▶ [Task description] In two sentences, summarize the text below on power and responsibility.

▶ [Source]
Power and Responsibility
When I mention that Don has a homecare worker, and explain what that job is, I often get this question:
“Why don’t you do all that stuff for him?”
This touches on something that I’ve referred to a few times, and that’s the idea that it’s totally okay (admirable, even!) that services for people with disabilities be offered by volunteers. It gets into a lot of complicated stuff.
For example, Don’s homecare worker does things like makes sure he is clean-shaven once a week, washes his hair carefully, and does some of the stuff he needs done for his back, which suffers from a lot of sitting/lying related issues, like heat rashes and sores. She’s there for about an hour or so.
What she does for Don is a huge deal in terms of his personal hygiene. All those little things that allow him to be “acceptable” to our neighbours take energy, such as having clean hair and a neatly trimmed beard. Before homecare, Don would often go weeks, if not months, without a proper shave, and look very scruffy and unkempt. But it would be a decision for him – does he shave today, or does he make a meal? There wasn’t enough energy or concentration to do both.
The question of why I don’t do these things has a few assumptions under it. First, it implies that, because I’m his spouse, I should be in the caretaker role. I should be making sure all his personal hygiene needs are taken care of. There’s a power imbalance there that makes me uncomfortable. It puts me in role as adult, and Don in role of child, and this is just not acceptable.
The other thing is part of why this volunteer thing bothers me. Don’s personal level of comfort should not depend on my energy levels. It shouldn’t depend on my mood. It shouldn’t depend on whether or not I’m angry at him today, or I’m too busy, or if I’m home.
Right now, it depends on whether the woman who is paid to come to our home and do these things shows up. If she calls in sick, there is someone else who will come in. I know she has a degree in nursing, focusing on homecare for people with disabilities. I know she’s a professional, who has been taught the issues around disability and privacy, around personal autonomy, and around sexuality and disability. I know the process we will go through if either she or Don does something sexually inappropriate. I know the appeals process if she threatens him or he threatens her. I know what will happen to Don’s care in those situations. More importantly, Don knows what will happen in those situations. He has personal autonomy.

(Labeled-object pointing entries)
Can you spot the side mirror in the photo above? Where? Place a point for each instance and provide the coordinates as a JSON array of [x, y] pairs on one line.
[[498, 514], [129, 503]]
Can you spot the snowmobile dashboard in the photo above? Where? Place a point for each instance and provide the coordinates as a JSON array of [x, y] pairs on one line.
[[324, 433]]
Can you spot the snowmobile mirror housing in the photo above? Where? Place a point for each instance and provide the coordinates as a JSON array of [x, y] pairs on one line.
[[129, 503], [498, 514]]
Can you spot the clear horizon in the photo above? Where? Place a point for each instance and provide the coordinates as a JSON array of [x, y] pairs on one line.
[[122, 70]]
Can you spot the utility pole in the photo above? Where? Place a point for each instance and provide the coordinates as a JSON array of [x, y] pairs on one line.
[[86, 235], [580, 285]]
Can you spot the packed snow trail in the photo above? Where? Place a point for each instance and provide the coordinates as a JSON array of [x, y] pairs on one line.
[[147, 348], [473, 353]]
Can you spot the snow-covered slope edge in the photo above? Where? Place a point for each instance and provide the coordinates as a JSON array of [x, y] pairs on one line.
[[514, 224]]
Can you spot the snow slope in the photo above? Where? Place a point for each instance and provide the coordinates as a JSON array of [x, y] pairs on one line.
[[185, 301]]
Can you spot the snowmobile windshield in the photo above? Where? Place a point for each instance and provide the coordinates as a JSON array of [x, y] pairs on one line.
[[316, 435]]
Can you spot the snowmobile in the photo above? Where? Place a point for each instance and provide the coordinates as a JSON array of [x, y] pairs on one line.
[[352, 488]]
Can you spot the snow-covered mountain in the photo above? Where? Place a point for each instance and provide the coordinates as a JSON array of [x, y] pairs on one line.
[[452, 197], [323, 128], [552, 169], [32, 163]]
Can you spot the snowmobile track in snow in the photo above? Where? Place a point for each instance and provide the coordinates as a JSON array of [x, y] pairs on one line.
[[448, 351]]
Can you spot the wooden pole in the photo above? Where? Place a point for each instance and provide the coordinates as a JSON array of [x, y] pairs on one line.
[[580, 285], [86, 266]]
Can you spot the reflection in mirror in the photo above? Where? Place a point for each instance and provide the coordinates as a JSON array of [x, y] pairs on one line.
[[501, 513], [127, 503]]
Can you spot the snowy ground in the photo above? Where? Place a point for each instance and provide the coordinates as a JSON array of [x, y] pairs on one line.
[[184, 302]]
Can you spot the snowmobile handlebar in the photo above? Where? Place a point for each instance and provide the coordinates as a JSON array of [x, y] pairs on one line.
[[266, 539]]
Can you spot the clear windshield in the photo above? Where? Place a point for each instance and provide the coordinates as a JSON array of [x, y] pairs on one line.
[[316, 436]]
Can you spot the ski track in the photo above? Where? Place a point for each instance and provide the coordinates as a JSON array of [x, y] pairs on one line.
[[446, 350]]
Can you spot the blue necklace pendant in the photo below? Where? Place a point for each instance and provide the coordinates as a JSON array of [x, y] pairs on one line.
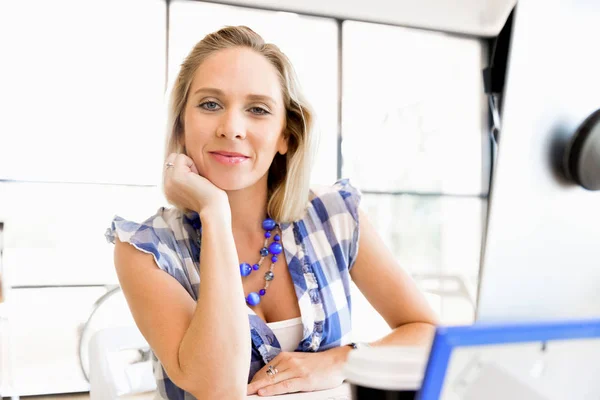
[[275, 248]]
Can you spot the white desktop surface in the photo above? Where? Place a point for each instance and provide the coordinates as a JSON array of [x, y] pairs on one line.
[[341, 392]]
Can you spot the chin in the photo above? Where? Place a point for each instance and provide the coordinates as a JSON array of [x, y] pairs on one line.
[[231, 183]]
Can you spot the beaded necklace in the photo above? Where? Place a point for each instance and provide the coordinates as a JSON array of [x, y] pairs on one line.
[[274, 249]]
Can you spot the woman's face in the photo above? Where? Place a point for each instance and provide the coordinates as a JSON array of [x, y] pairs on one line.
[[234, 118]]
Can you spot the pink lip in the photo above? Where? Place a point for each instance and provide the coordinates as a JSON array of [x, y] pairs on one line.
[[228, 158]]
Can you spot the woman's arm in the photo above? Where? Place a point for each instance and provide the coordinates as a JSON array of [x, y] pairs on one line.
[[204, 346], [391, 291]]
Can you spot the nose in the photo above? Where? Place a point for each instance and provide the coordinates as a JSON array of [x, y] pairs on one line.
[[232, 126]]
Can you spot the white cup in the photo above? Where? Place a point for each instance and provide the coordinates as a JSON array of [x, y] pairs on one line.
[[382, 371]]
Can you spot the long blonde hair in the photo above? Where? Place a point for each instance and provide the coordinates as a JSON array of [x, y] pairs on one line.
[[289, 174]]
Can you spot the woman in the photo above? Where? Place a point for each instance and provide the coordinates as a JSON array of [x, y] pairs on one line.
[[237, 169]]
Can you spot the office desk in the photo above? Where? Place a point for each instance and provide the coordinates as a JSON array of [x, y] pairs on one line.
[[339, 393]]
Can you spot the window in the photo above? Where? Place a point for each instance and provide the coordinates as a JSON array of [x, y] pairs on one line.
[[413, 119]]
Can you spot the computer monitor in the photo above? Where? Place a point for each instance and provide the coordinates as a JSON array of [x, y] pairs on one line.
[[541, 251]]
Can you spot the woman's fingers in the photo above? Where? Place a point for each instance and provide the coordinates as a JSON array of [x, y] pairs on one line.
[[286, 386]]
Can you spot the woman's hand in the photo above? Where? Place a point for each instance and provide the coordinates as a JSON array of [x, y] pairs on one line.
[[301, 372], [186, 188]]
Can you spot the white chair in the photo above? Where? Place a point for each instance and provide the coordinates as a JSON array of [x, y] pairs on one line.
[[120, 365]]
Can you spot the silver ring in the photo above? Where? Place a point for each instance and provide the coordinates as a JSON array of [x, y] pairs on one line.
[[271, 371]]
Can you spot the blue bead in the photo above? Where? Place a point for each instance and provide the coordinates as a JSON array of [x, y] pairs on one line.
[[269, 224], [245, 269], [253, 299], [275, 248]]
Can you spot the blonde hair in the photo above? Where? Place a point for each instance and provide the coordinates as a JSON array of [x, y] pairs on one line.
[[289, 174]]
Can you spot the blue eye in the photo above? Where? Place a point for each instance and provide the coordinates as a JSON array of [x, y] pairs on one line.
[[259, 111], [209, 105]]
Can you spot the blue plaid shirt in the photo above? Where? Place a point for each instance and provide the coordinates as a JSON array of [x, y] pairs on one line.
[[320, 250]]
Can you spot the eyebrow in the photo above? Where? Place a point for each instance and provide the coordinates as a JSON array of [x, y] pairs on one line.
[[254, 97]]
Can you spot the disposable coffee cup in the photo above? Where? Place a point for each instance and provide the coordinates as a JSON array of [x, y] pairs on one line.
[[390, 373]]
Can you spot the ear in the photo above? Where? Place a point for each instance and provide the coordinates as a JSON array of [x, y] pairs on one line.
[[181, 140], [282, 145]]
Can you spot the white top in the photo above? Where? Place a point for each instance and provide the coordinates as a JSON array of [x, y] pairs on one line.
[[289, 333]]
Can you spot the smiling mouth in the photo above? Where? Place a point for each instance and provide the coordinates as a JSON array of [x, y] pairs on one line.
[[228, 158]]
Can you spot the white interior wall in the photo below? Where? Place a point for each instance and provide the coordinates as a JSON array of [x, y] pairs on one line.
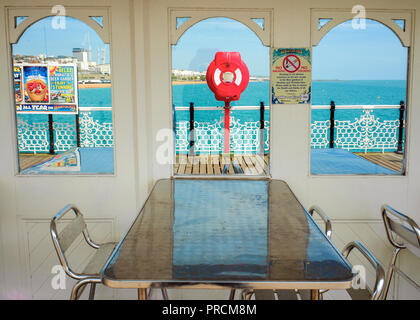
[[141, 60]]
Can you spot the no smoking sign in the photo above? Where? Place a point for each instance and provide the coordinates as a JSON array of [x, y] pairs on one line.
[[291, 63]]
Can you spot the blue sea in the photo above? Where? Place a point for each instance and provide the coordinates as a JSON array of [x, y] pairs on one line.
[[356, 92]]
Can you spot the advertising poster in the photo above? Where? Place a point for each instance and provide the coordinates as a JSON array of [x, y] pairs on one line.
[[291, 76], [47, 89], [35, 81], [62, 84], [17, 76]]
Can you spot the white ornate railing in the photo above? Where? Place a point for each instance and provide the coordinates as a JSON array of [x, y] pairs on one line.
[[34, 137], [367, 132]]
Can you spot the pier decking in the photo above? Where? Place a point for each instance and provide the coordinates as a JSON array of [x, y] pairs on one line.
[[390, 160], [28, 160], [251, 164]]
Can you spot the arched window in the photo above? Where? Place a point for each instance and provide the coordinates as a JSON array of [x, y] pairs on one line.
[[359, 100], [200, 120], [62, 84]]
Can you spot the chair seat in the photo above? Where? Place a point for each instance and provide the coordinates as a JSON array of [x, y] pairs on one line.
[[287, 295], [264, 295], [99, 259], [359, 294]]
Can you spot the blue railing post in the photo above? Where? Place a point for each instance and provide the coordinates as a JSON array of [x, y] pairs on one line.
[[51, 132], [262, 109], [77, 130], [332, 111], [400, 128]]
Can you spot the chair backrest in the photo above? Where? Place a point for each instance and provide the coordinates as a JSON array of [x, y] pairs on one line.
[[404, 227], [380, 273], [63, 240], [324, 217]]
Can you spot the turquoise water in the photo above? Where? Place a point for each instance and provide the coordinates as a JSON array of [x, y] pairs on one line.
[[372, 92]]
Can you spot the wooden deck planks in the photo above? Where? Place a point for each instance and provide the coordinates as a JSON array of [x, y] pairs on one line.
[[390, 160], [29, 160], [214, 164]]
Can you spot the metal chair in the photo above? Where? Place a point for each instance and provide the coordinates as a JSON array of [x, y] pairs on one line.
[[366, 294], [63, 240], [408, 233], [286, 294]]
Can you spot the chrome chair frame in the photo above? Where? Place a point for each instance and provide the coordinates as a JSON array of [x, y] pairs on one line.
[[380, 273], [83, 279], [391, 227], [324, 217]]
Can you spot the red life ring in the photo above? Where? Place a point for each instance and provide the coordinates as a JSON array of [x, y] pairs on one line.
[[227, 76]]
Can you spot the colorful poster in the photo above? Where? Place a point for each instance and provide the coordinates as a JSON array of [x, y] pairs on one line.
[[35, 79], [48, 89], [62, 84], [17, 76], [291, 76]]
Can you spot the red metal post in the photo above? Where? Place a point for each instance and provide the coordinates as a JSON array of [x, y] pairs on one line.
[[227, 127]]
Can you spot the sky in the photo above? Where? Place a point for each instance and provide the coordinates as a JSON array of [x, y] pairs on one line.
[[42, 38], [343, 54]]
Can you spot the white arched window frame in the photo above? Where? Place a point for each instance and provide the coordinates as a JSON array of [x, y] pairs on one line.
[[389, 18], [19, 19], [386, 17], [32, 15], [260, 21], [246, 16]]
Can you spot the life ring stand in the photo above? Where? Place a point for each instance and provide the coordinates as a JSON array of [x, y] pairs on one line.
[[227, 76]]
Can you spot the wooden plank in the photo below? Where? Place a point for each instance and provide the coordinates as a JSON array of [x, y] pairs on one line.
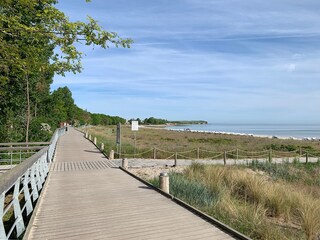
[[93, 201]]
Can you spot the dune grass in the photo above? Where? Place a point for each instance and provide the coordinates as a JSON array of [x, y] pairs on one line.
[[253, 202], [173, 141]]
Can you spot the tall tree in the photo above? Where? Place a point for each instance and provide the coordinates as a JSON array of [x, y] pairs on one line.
[[37, 41]]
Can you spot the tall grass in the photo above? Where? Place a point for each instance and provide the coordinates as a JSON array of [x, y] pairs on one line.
[[172, 141], [251, 202]]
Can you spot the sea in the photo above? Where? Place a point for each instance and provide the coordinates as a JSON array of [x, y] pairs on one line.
[[295, 131]]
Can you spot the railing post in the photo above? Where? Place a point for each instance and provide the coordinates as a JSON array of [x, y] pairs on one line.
[[164, 182], [2, 230], [154, 153], [17, 209], [11, 158], [237, 154], [270, 156], [34, 188], [176, 159], [125, 163], [111, 155], [26, 192]]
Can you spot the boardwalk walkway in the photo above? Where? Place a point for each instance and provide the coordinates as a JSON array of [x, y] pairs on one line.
[[87, 197]]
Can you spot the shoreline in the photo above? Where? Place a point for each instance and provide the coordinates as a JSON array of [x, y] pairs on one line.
[[241, 134], [167, 127]]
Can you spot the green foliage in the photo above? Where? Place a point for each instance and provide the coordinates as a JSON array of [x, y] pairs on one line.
[[193, 192], [307, 174], [212, 140], [36, 42]]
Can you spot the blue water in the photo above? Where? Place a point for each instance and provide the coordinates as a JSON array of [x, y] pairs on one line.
[[279, 130]]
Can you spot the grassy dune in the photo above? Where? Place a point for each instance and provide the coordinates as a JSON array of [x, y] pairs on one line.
[[262, 200], [255, 203], [172, 141]]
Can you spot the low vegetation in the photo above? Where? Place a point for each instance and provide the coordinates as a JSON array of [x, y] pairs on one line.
[[172, 141], [258, 203]]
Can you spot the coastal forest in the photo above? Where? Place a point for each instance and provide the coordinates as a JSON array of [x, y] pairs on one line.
[[38, 41]]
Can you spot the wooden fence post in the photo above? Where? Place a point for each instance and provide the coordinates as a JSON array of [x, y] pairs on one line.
[[111, 155], [176, 159], [125, 163], [307, 157], [164, 182], [154, 153], [270, 155], [198, 153]]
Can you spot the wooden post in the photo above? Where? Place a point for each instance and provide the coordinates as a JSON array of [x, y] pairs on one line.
[[307, 157], [164, 182], [176, 160], [125, 163], [300, 150], [198, 153], [111, 155], [154, 153], [270, 156]]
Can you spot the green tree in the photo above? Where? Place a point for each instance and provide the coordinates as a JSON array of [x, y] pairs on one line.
[[37, 41]]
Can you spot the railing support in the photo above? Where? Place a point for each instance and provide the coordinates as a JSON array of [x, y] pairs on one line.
[[307, 157], [270, 156], [125, 163], [17, 209], [176, 159], [111, 155], [154, 153], [164, 182]]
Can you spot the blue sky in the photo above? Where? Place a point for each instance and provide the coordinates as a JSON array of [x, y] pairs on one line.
[[224, 61]]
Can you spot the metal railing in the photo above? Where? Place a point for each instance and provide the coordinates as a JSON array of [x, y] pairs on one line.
[[20, 188]]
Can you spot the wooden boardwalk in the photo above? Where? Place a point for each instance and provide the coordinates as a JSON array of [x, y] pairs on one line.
[[87, 197]]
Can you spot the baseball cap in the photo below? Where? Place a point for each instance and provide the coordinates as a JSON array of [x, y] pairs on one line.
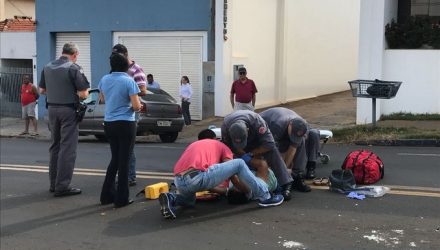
[[238, 133], [299, 129], [120, 48]]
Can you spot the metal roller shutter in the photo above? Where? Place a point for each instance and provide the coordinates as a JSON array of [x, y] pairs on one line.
[[169, 58], [83, 42]]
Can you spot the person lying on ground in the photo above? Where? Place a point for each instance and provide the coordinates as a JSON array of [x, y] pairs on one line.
[[298, 144], [247, 134], [204, 165]]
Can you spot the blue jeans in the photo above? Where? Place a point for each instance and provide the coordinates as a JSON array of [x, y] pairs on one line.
[[215, 175], [132, 163]]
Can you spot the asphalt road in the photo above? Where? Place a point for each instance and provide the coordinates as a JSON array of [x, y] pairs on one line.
[[31, 218]]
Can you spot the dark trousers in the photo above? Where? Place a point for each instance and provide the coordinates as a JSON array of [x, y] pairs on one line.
[[121, 135], [185, 111], [64, 141], [307, 150], [278, 166]]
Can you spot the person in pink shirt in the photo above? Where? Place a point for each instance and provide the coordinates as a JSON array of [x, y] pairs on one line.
[[203, 166], [29, 97]]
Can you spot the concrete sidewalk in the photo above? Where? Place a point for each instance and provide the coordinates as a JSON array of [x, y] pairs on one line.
[[331, 111]]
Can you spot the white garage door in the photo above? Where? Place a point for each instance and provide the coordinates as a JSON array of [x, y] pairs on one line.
[[169, 56], [83, 42]]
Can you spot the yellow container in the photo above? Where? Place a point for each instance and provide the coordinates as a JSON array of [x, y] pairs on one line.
[[153, 191]]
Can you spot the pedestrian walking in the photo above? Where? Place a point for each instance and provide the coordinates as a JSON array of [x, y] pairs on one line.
[[138, 75], [185, 93], [120, 94], [29, 97], [244, 90], [64, 84]]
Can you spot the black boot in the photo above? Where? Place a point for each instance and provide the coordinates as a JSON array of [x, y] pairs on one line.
[[310, 174], [287, 190], [299, 185]]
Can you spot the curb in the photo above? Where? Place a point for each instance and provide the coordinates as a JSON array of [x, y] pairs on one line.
[[401, 142]]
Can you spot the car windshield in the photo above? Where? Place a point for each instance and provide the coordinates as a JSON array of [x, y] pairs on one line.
[[158, 95]]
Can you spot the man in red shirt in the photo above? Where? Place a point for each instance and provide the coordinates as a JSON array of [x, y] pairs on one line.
[[244, 90], [29, 97], [203, 166]]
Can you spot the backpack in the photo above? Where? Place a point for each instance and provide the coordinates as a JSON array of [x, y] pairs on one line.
[[366, 166], [342, 181]]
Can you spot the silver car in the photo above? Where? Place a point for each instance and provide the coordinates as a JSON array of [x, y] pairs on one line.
[[160, 115]]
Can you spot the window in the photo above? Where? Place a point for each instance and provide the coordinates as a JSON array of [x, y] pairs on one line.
[[427, 8]]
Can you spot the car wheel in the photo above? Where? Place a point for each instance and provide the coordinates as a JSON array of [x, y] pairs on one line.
[[168, 137], [101, 138]]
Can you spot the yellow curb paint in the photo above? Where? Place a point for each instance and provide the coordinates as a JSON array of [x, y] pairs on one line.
[[396, 190]]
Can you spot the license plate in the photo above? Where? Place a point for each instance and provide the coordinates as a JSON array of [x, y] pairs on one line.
[[163, 123]]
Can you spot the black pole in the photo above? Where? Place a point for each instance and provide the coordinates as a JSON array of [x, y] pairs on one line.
[[374, 112]]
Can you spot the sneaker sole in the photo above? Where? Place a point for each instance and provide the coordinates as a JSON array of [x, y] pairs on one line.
[[271, 204], [165, 207]]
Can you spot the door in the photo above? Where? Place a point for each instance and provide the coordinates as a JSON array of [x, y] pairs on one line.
[[169, 56]]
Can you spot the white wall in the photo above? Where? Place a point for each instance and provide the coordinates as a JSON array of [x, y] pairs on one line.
[[17, 45], [374, 16], [419, 71], [251, 42], [322, 46], [291, 49]]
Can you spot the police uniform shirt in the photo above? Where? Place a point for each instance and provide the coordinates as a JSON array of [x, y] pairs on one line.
[[278, 120], [258, 135], [62, 79]]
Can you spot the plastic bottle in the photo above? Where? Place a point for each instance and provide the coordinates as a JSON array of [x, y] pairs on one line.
[[372, 191]]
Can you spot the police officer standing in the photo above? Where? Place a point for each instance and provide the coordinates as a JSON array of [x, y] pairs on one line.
[[298, 144], [247, 134], [63, 82]]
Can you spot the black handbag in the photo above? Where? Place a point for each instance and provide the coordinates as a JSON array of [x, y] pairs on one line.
[[342, 181]]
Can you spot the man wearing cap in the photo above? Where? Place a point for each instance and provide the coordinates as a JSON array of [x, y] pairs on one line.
[[138, 75], [298, 144], [244, 90], [247, 134]]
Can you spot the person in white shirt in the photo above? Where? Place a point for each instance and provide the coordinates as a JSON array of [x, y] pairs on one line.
[[185, 94]]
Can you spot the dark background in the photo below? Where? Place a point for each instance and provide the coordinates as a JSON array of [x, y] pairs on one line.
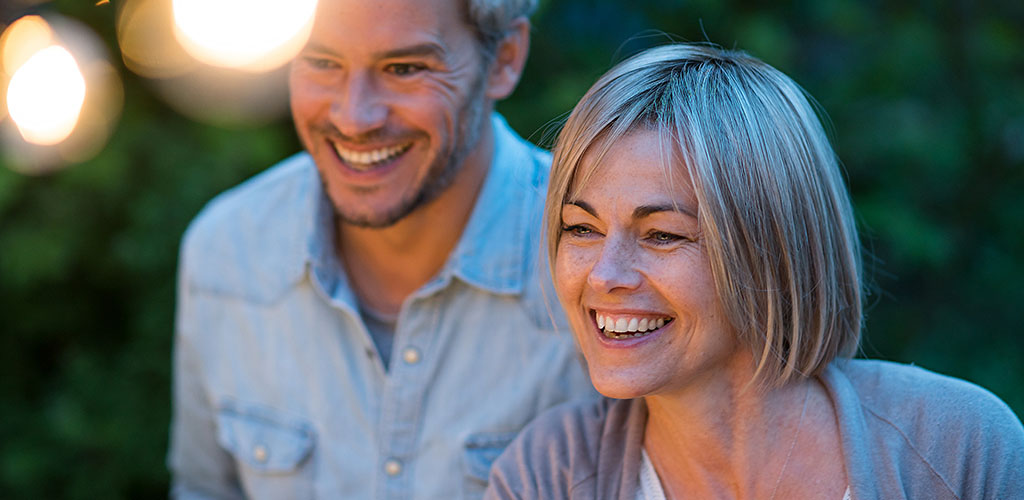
[[927, 101]]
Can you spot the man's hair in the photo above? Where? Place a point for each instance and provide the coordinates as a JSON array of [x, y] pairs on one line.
[[773, 209], [492, 19]]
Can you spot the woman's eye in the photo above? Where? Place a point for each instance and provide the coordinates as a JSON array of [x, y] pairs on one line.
[[578, 230], [660, 237]]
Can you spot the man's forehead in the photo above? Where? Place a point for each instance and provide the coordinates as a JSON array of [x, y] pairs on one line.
[[388, 28]]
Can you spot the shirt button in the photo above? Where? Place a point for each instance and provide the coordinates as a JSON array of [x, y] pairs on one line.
[[392, 467], [411, 356], [260, 453]]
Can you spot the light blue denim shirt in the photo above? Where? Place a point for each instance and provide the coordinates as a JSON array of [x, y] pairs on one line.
[[279, 391]]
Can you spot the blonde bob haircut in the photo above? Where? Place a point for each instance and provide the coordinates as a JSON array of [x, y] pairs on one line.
[[773, 210]]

▶ [Reply] Don's paid homecare worker handles personal hygiene tasks such as shaving him, washing his hair, and tending to his back, which he previously had to trade off against other needs like making a meal because he lacked the energy for both. The writer rejects the assumption that a spouse should do this work, because it creates a power imbalance and would make Don's comfort depend on the spouse's energy, mood, and availability, whereas a trained professional working within known procedures gives him personal autonomy.